### Listed records
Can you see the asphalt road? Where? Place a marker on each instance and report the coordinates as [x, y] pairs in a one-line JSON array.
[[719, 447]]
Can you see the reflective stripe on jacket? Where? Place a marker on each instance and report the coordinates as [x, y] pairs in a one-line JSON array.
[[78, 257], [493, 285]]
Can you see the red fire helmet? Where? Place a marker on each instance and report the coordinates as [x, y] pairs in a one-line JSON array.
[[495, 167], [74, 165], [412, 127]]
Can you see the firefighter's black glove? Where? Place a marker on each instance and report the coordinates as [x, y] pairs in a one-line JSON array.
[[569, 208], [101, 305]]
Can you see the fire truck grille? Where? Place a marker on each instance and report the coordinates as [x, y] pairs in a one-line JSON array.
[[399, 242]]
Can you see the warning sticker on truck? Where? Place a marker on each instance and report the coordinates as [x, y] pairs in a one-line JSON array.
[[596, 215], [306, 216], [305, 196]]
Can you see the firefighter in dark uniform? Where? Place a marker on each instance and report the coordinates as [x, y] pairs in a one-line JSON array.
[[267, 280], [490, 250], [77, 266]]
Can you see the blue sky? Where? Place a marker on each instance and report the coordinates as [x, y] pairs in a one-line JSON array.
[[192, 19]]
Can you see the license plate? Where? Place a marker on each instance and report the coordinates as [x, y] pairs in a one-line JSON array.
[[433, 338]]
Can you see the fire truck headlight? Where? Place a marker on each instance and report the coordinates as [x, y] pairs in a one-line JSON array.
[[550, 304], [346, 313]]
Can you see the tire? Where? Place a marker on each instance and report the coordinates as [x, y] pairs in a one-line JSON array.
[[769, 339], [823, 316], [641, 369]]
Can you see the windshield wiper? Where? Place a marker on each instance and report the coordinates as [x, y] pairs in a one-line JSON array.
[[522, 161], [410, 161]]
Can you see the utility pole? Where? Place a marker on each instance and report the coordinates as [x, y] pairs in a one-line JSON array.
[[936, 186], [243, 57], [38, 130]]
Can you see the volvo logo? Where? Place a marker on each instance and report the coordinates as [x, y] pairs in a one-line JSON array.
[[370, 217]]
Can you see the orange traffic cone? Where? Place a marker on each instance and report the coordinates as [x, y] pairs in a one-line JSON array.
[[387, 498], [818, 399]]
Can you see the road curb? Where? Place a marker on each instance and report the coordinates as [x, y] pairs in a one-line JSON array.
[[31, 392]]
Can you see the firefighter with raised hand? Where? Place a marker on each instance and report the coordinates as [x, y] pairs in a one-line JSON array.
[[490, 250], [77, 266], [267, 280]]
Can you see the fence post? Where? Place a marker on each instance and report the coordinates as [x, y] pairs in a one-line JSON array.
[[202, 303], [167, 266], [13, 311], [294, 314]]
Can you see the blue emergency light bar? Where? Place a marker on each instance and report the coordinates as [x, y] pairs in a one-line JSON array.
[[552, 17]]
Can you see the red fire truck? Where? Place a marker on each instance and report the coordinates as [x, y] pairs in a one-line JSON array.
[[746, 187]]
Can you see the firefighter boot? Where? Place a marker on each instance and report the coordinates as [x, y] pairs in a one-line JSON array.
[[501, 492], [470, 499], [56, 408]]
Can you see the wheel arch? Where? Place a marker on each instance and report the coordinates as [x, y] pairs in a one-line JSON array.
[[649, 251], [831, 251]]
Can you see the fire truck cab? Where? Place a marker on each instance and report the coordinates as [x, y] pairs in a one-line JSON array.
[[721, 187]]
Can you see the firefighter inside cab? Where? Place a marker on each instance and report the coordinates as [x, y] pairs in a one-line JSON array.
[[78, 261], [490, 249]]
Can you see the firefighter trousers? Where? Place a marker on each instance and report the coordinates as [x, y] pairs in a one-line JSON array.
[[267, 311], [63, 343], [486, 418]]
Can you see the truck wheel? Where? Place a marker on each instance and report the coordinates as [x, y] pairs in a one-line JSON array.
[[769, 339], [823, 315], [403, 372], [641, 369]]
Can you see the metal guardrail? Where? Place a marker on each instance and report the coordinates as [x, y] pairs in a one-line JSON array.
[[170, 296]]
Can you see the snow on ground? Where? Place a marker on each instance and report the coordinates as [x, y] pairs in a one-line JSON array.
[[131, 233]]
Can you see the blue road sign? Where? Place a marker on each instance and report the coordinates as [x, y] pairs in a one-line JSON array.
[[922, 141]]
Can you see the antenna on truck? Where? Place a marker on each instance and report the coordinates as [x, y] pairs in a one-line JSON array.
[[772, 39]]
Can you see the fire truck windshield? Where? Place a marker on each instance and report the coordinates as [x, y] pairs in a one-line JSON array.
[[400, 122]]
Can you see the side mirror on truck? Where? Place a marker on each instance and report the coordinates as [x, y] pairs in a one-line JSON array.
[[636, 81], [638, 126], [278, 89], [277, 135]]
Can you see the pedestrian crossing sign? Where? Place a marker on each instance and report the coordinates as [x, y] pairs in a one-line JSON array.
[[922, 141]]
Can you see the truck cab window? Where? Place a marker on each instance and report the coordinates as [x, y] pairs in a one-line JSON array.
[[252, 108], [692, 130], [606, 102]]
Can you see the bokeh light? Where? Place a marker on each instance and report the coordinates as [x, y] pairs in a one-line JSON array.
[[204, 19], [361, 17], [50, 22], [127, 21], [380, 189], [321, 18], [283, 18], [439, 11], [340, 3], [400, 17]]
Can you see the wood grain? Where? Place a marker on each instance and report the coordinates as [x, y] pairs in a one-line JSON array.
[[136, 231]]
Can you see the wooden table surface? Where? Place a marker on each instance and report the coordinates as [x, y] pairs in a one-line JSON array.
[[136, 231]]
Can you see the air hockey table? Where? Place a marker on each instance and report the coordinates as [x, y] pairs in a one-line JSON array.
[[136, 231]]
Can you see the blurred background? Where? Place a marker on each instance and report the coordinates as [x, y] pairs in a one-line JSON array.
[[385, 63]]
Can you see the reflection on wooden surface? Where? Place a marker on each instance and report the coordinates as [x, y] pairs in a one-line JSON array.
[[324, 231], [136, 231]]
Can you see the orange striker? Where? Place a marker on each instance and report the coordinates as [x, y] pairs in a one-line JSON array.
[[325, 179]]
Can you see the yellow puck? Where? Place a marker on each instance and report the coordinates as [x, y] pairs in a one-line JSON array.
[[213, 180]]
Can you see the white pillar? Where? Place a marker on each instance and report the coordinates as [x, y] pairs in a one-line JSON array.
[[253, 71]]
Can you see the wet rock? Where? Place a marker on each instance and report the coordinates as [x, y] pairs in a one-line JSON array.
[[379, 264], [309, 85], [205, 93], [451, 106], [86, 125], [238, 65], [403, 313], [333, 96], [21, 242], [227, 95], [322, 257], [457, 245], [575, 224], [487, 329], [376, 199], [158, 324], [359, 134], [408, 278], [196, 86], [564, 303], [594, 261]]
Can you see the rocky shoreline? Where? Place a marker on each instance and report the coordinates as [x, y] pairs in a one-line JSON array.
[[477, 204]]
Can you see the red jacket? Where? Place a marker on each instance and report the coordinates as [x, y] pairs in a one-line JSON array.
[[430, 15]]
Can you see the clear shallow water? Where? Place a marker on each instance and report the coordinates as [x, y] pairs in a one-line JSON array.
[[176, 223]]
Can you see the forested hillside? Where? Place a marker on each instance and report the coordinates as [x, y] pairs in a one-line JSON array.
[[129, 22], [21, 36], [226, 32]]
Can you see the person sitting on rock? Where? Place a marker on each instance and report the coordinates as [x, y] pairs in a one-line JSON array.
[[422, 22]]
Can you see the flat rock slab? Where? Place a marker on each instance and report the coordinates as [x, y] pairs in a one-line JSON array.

### What is needed
Can you copy every one of the records above verbatim, from the first line to the last?

### Reply
Can you see the asphalt road? Where? Place a marker on each instance and report the coordinates as [x, y] pairs in a one-line JSON array.
[[719, 447]]
Can you see the reflective stripe on jacket? Where? Place a marker on each instance and report the coordinates as [x, y] pairs in a one-line JSON array.
[[78, 257], [493, 285]]
Can you see the red fire helmet? Where? Place a marker on each instance and report the coordinates as [x, y] pairs in a one-line JSON array.
[[495, 167], [74, 165], [412, 127]]
Can you see the firefighter's black glove? Where? Place a marker on each instance and report the coordinates as [x, y] pairs in a one-line JSON array.
[[569, 208], [101, 305]]
Can you see the fire truck grille? Where? Place a marker on each instance and report the coordinates as [x, y] pairs in a one-line JSON array.
[[399, 242]]
Can you see the warning sticker on truck? Where? Place a marker on each instance and report the coordinates as [x, y] pairs in a one-line JSON array.
[[596, 215], [306, 216], [305, 196]]
Can you see the firefighter in dark uniform? Where? Place a marker on each instance and report the coordinates as [x, y] pairs in a one-line JSON array.
[[267, 280], [490, 250], [77, 266]]
Can you see the blue sky? Where? Place a marker on each instance and report the coordinates as [x, y] pairs in a one-line JSON array.
[[192, 19]]
Can you see the license plate? Where? Place a marker on each instance and report the coordinates as [x, y] pairs in a one-line JSON array.
[[433, 338]]
Can you see the fire truck headlight? Where? Place a marker on each instance and report the coordinates as [x, y] pairs in a one-line JSON array.
[[550, 304], [346, 313]]
Can you see the tire? Where? Place a marker on each instance and report the coordinates as [x, y] pairs in a one-line JSON array.
[[769, 339], [823, 316], [641, 369]]
Can you see the windshield wiper? Where? Place a marker on each instance and report the coordinates as [x, y] pairs in a one-line JSON array.
[[522, 161], [410, 161]]
Can you see the utility pole? Where? Place a marker on each instance and report the coordinates as [x, y] pairs in a one-line JSON array.
[[936, 186], [243, 57], [38, 130]]
Can you see the volvo logo? Where? Place a marker on each instance and report the coordinates as [x, y] pairs in a one-line JSON array.
[[370, 217]]
Can you see the orange traffic cone? Where? Place a marker on each instance and report the coordinates as [x, y] pairs in a one-line JSON array.
[[387, 498], [818, 399]]
Can you see the road curb? Where? Place a marker on each instance and report the coordinates as [x, y] pairs in a one-line JSON array.
[[31, 392]]
Can you see the firefighter with raised hand? Where? Place a marker on each instance and report the coordinates as [x, y] pairs in a one-line JSON array.
[[490, 250], [77, 266], [267, 280]]
Can you see the fence post? Where? Place a marker on each instance and report the coordinates as [x, y] pairs in a one-line JSON array.
[[202, 303], [167, 266], [13, 311], [294, 314]]
Can you see the blue emergency light bar? Where? Place a marker on each instance and report the coordinates as [x, y] pairs in a one-line JSON array.
[[552, 17]]
Can you see the red fire truck? Where? Place a marker on each instance and report the coordinates as [x, y] pairs in a one-line JSON array.
[[746, 187]]
Can you see the firefighter boot? Where? Place a marker on each instance and report the coordinates as [x, y] pairs in a one-line JSON array.
[[501, 492], [470, 499], [56, 408]]
Can you see the wheel arch? Where? Place a marker on each instance and report the coordinates as [x, y] pairs in a one-line JSON array.
[[649, 251], [831, 251]]
Can you see the fire truck cab? Where? Place a marker on each instance and report the coordinates as [x, y] pairs in a one-line JSON array.
[[721, 187]]
Can you see the firefighter inside cab? Where? Place a marker on each instance and report the coordinates as [x, y] pairs in a one-line JSON array.
[[78, 261], [490, 249]]
Can you see the firefighter trousers? Where? Place a marker on each instance and report the coordinates as [x, y] pairs in a one-line JSON array.
[[267, 311], [63, 343], [486, 418]]
Can you see the truck wheel? Where? Place a marker on each instance and report the coordinates as [x, y] pairs in a one-line JSON array.
[[769, 339], [823, 315], [403, 372], [641, 369]]
Can you see the metal guardrail? Where? Place a marker on each instance and report the coordinates as [x, y] pairs in a one-line JSON array.
[[170, 296]]
Can you see the snow on ground? Where? Place a marker on each instance and report the coordinates as [x, y] pairs in a one-line JSON array.
[[131, 233]]
Can you see the blue road sign? Where? Place a marker on each instance and report the coordinates as [x, y] pairs in a one-line JSON array.
[[922, 141]]
Can you see the antenna on truck? Where? Place a marker on each instance and report the coordinates as [x, y] pairs in a one-line JSON array.
[[772, 39]]
Can you see the fire truck windshield? Where? Place a marker on each instance and report the coordinates as [x, y] pairs in a one-line JSON array.
[[400, 122]]
Can you see the side mirror on truck? Where? Place a marker on each instance and report the coordinates as [x, y] pairs in a one-line JSON array.
[[636, 81], [638, 126], [278, 89], [277, 135]]
Can you see the pedestrian crossing sign? Where? Place a marker on each instance and report the coordinates as [x, y] pairs in a one-line JSON array.
[[922, 141]]
Can you see the truck cab window? Where? Place a marker on each instance and report the coordinates as [x, y] pairs in a one-line JSON array.
[[252, 108], [692, 130], [606, 102]]
Can you see the bokeh light? Where? Place a marker on each instance and report the coordinates as [x, y] pairs in a one-line JSON array.
[[204, 19], [361, 17], [50, 22], [127, 21], [380, 189], [321, 18], [283, 18], [439, 11], [340, 3], [400, 17]]
Can you see the wood grain? Where? Place a marker on each instance and report the coordinates as [x, y] pairs in a one-line JSON array.
[[136, 231]]
Can you see the wooden table surface? Where? Place a marker on each instance and report the coordinates as [x, y] pairs in a one-line JSON array.
[[136, 231]]
Can you see the air hockey table? Where? Place a marker on each instance and report the coordinates as [x, y] pairs in a one-line JSON array.
[[136, 231]]
Can you see the blurred background? Where? Place a marker on each instance and report the coordinates as [x, y] pairs in a one-line JSON array.
[[385, 63]]
Can you see the reflection on wooden surface? Where? Place a marker on each instance and report the coordinates as [x, y] pairs in a one-line JSON array.
[[324, 231], [136, 231]]
Can you see the orange striker? Where? Place a marker on each instance and report the coordinates as [x, y] pairs in a one-line JSON array.
[[325, 179]]
Can you see the yellow puck? Where? Place a marker on each instance and report the coordinates as [x, y] pairs in a one-line JSON array.
[[213, 180]]
Can you see the white pillar? Where? Place a marker on each instance and report the coordinates as [x, y] pairs in a one-line JSON array.
[[253, 71]]
Can you see the wet rock? Where? Place a marker on each instance and report the coordinates as [x, y] pairs in a one-line JSON array.
[[379, 264], [309, 85], [205, 93], [451, 106], [86, 125], [238, 65], [403, 313], [333, 96], [21, 242], [227, 95], [322, 257], [457, 245], [575, 224], [487, 329], [376, 199], [158, 324], [359, 134], [408, 278], [196, 86], [564, 303], [594, 261]]
Can you see the rocky shoreline? Where? Place a marker on each instance and report the coordinates as [x, y] pairs in a one-line JSON array.
[[477, 204]]
Can you see the red jacket? Where? Place a marker on each instance and report the coordinates as [x, y] pairs in a one-line JSON array.
[[430, 15]]
Can you see the clear shallow water? Where? Place a marker on each instance and report the coordinates as [x, y] pairs in a one-line JSON array.
[[176, 223]]
Can you see the forested hillside? Where? Place a marker on each instance and report the coordinates as [x, y] pairs in a one-line JSON array.
[[129, 22], [21, 36], [226, 32]]
Can you see the person sitting on rock? Where? Place a marker on each instance and report the coordinates as [x, y] pairs in a one-line JSON array.
[[422, 22]]
Can you see the flat rock slab? Where? Place a marker on each instance and report the coordinates as [x, y] pairs in a one-line JSON array.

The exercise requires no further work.